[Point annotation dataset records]
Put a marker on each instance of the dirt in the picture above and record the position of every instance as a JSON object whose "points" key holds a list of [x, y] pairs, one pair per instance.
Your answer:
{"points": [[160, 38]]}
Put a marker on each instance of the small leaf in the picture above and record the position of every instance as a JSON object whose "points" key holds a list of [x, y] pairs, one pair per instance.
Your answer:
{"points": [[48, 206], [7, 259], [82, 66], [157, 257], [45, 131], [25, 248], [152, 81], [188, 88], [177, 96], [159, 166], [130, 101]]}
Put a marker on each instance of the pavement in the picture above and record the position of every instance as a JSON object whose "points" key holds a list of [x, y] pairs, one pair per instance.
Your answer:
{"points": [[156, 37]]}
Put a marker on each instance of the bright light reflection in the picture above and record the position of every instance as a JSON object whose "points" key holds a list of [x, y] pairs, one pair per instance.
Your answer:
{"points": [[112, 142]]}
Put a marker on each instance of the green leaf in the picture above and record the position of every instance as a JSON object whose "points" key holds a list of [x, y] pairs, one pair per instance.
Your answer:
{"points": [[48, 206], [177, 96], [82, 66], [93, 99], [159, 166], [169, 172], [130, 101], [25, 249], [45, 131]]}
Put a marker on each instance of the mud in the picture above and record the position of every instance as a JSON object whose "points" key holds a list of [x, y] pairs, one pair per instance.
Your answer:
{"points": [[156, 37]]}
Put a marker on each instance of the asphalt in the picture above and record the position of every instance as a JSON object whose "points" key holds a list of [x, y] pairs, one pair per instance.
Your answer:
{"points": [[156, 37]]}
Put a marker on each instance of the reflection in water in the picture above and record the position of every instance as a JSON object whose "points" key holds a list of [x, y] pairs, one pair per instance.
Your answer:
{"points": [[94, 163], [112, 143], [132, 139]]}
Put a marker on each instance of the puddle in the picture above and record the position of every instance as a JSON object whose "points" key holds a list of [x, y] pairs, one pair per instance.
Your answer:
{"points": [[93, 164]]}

-- Exercise --
Write out every entry verbatim.

-- Written answer --
Put a marker on each instance of the dirt in the picture above and record the position of every instance as a JSON object whose "points" key holds a list of [x, y] pairs, one pair per instance.
Your answer:
{"points": [[160, 38]]}
Put a marker on each instance of the small leaf in the picture above and record the position of every instance as a JSON object whose "points" key holds a list of [x, y] pairs, one pair per instance.
Your answer:
{"points": [[48, 206], [7, 259], [82, 66], [157, 257], [45, 131], [25, 248], [152, 81], [188, 88], [177, 96], [159, 166], [130, 101]]}
Put a marker on each instance of the pavement in the picture above and record the position of every instance as a JSON object whose "points" key holds a list of [x, y] pairs, one pair per instance.
Your answer:
{"points": [[156, 37]]}
Put a marker on each instance of the bright light reflection in the picture above and record the position of every instance as a JSON object whose "points" key holds a list of [x, y] pairs, one pair per instance.
Your answer:
{"points": [[112, 142]]}
Put a marker on each instance of the green leaf in the picture above and record the position of every instance as a JSON object whose "points" key holds a list of [x, y] pairs, one pair per instance.
Your answer:
{"points": [[48, 206], [177, 96], [82, 66], [93, 99], [159, 166], [169, 172], [130, 101], [25, 249], [45, 131]]}
Put a marker on each instance of the mud in the picture above and record the position of every instance as a JSON object whose "points" key holds a list of [x, y] pairs, one pair per instance.
Your answer:
{"points": [[156, 37]]}
Put a marker on each instance of the asphalt in the picture above and record the position of every instance as a JSON object whose "points" key holds a list of [x, y] pairs, one pair per instance.
Your answer:
{"points": [[156, 37]]}
Put a marker on each instance of the reflection in water in the picture above and record the position of every instance as a JSON object whose "points" key holds a list of [x, y] pairs, one pair per instance.
Your answer:
{"points": [[94, 163], [112, 143], [132, 139]]}
Put a marker on each instance of the puddle in the picture above and record the position of every instance as a JSON object whose "points" key holds a list of [x, y] pairs, one pair per instance.
Your answer:
{"points": [[93, 164]]}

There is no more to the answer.